## WRITTEN EXERCISE
Convert all of the rows below into a single numbered list, leaving out any blank lines.

┄┄┄┄┄┄┄┄┄┄┄┄┄┄┄┄┄┄┄┄

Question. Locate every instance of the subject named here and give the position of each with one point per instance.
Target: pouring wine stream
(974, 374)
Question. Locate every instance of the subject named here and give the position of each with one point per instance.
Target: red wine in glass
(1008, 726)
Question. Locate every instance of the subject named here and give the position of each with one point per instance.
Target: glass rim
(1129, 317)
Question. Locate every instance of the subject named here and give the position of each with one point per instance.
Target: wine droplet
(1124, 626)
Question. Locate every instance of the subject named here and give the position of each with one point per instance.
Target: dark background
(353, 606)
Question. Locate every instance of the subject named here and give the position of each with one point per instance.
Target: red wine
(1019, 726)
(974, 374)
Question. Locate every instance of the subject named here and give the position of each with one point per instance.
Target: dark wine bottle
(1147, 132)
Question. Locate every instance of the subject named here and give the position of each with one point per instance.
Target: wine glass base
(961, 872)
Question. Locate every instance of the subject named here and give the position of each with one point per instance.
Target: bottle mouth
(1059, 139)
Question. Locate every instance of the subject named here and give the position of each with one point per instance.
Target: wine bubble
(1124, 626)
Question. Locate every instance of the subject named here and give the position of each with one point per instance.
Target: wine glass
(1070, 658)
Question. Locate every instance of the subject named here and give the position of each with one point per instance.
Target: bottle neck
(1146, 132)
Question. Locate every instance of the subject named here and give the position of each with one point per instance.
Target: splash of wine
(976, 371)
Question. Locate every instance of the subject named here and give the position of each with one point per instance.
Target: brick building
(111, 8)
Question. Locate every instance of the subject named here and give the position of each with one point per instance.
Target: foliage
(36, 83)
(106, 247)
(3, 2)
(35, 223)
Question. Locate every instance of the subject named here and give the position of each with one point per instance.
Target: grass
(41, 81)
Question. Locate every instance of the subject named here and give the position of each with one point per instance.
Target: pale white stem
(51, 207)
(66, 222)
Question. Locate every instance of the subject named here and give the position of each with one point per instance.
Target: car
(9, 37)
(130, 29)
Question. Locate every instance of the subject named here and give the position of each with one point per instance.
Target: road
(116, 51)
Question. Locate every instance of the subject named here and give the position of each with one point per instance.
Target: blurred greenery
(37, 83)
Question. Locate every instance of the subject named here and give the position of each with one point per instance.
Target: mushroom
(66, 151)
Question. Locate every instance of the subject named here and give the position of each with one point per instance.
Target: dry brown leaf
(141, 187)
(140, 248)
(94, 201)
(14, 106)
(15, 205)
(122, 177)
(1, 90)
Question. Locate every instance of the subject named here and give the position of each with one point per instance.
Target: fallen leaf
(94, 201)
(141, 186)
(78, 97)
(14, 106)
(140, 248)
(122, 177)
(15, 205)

┄┄┄┄┄┄┄┄┄┄┄┄┄┄┄┄┄┄┄┄

## EXERCISE RESPONSE
1. Question. Locate every instance of the subject named here and give the position of each with one point per instance.
2. Target: pouring wine stream
3. (974, 374)
4. Question. Locate every instance of the subject named here and give the position of each with one point per instance.
5. Target: red wine in glass
6. (1008, 726)
7. Question. Locate every instance of the subject named here and give the position of each with one point per instance.
8. Target: glass rim
9. (1129, 317)
10. Question. Locate every instance of the subject named here and give the position of each with one point per instance.
11. Target: wine droplet
12. (1124, 626)
13. Question. Locate every instance of the subject named here and give the position of each with one point per instance.
14. Target: dark background
15. (353, 606)
16. Question. Locate every instance of the subject named here and give the position of each with one point per instance.
17. Target: red wine
18. (1019, 726)
19. (974, 374)
20. Question. Locate every instance of the subject named here and give the position of each with one point per instance.
21. Target: dark wine bottle
22. (1147, 132)
23. Question. Locate every instance of the subject named here and give the position of each with one point per instance.
24. Target: wine glass base
25. (961, 872)
26. Question. Locate every instance of the subject named here and give the position of each with one point per instance.
27. Target: bottle mouth
28. (1059, 139)
29. Question. Locate every instance of the subject named here and give the position of each with one point per instance.
30. Target: wine bubble
31. (1124, 626)
32. Question. Locate every instance of the subject named here and give the position of each with one point per instance.
33. Target: wine glass
34. (1070, 658)
35. Question. Locate every instance of the subject named here and give the position of each with one point per instance.
36. Target: bottle neck
37. (1146, 132)
38. Question. Locate every instance of the subject named here and give the position of each with one point per instance.
39. Target: splash of wine
40. (976, 371)
41. Question. Locate every instance of the subject named here and give the position of each with one point per instance.
42. Target: brick building
43. (111, 8)
44. Question. Locate every instance of the subject named here and give the position of each with one point per instance.
45. Target: foliage
46. (36, 83)
47. (106, 247)
48. (3, 2)
49. (35, 223)
50. Question. Locate every instance of the subject named here and give the position of each with one point per instance.
51. Target: grass
52. (41, 81)
53. Question. Locate every instance of the subject named here and give the position of each with one point per instance.
54. Target: pale white stem
55. (51, 207)
56. (66, 222)
57. Question. Locate every instance of the subject named here and give the position of each with one point per instance.
58. Target: car
59. (9, 37)
60. (130, 29)
61. Question. Locate every instance of the subject named here and give the position of each with one point per instance.
62. Target: road
63. (116, 51)
64. Question. Locate every instance of the subject named here and give the position of each with one point per instance.
65. Target: blurred greenery
66. (37, 83)
67. Question. Locate every instance of the subject named here and give the position of each with one point per instance.
68. Target: mushroom
69. (66, 151)
70. Question. Locate every instance of the subject named here and give the position of each with one point per instance.
71. Target: dry brown leaf
72. (141, 187)
73. (140, 248)
74. (94, 201)
75. (14, 106)
76. (15, 205)
77. (122, 177)
78. (1, 90)
79. Question. Locate every instance of the subject named here and give the position of each with one point per instance.
80. Target: fallen leaf
81. (94, 201)
82. (141, 186)
83. (78, 97)
84. (14, 106)
85. (140, 248)
86. (122, 177)
87. (15, 205)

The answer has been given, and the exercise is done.